_Supplied passage_:
● ● ● ●

Azure Kubernetes Service (AKS) is one of the most popular managed container services. While offering multiple benefits of managed Kubernetes, it can prove tricky when it comes to forecasting and managing your expenses. Learn how to understand and better control your AKS costs.
An overview of AKS pricing
Pay-as-you-go in AKS
Like other cloud services, Microsoft Azure’s container service also works on a pay-as-you-go basis. This means that you pay only for the costs of the resources that you use, such as:
VMs;
associated storage;
networking resources.
This model can be perfect for workloads with changing demands, allowing you to use different services without long-term commitments.
However, it’s also the most expensive option Azure offers and prices vary depending on the region.
That’s why AKS Pricing Calculator can be particularly useful when estimating your cluster costs.
Free AKS account and credit
Azure offers a free account that comes with a $200 credit available to you within 30 days. While using this budget, you can get access to Azure services, both free and premium ones.
Once you exhaust it, you will be placed on a pay-as-you-go plan and charged for what you use.
No cluster management fee, but SLA costs extra
There is no cluster management fee in AKS. However, if you wish to get a financially backed service level agreement (SLA), you will need to pay $0.10/hour per cluster.

● ● ● ●

_Provided material_:
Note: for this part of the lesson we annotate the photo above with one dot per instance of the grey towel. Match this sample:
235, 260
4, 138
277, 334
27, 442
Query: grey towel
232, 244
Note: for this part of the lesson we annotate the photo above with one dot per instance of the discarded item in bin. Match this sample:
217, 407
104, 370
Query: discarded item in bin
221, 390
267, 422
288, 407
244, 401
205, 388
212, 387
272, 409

● ● ● ●

_Work to complete_:
1) In the AKS pricing text, what does a financially backed service level agreement cost?
2) Shorten the paragraph beginning "Azure offers a free account" in the AKS pricing text, keeping its main facts.
3) Carry on the AKS pricing text from its last sentence.

_Answers to the exercises_:
1) It costs $0.10 per hour per cluster.

2) The free Azure account includes a $200 credit that must be used within 30 days and covers both free and premium Azure services.

3)
Azure’s SLA guarantees an uptime of 99.95% for the Kubernetes API server for clusters using Azure Availability Zone and 99.9% for clusters that don’t.
Cost saving options in AKS
AKS offers a few more economical options besides the default pay-as-you-go model.
Reserved VM instances
1-year reserved VM instances
This option is suitable for steady-state usage. A year-long commitment gives you more pricing predictability, monthly payment options, and prioritized compute capacity. According to Azure, 1-year reserved can save you up to 48% on Virtual Machines Linux DSv2 compared to pay-as-you-go.
3-year reserved VM instances
This option is best for instances running continuously as binding you for longer also promises higher discounts. Azure claims that savings for Virtual Machines Linux DSv2 on a 3-year reserved plan can reach 65% compared to pay-as-you-go.
Limitations of reserved VM instances:
Potential savings related to reserved instances may seem impressive at first, but they come at a price.
In the cloud world, a year of commitment is an eternity, not to mention three. Forecasting your usage for the entire period is a tall order. Your requirements will most likely be changing in the future, so you may need to commit to even more or get stuck with unused capacity.
Spot Virtual Machines
Another source of significant savings lies in Spot Virtual Machine instances. They are unused resources Azure offers for up to 90% less than on-demand prices.
They are ideal for workloads that can tolerate temporary disruptions like batch processing or machine learning training.
Limitations of spot VMs:
Spot VMs can bring tangible savings fast, but they aren’t optimal for all workload types. You have no guarantee on how long they will stay available, as Azure can reclaim them at any time at a 30-second notice.
You need to have a solid plan to handle potential interruptions and, ideally, automate the process.
Top 7 strategies to halve your AKS cluster costs
1. Follow cost optimization design principles
A cost-effective workload hits business goals and ROI while staying within its budget. AKS cost optimization principles outline critical design decisions, helping you to assess and improve applications deployed on Azure.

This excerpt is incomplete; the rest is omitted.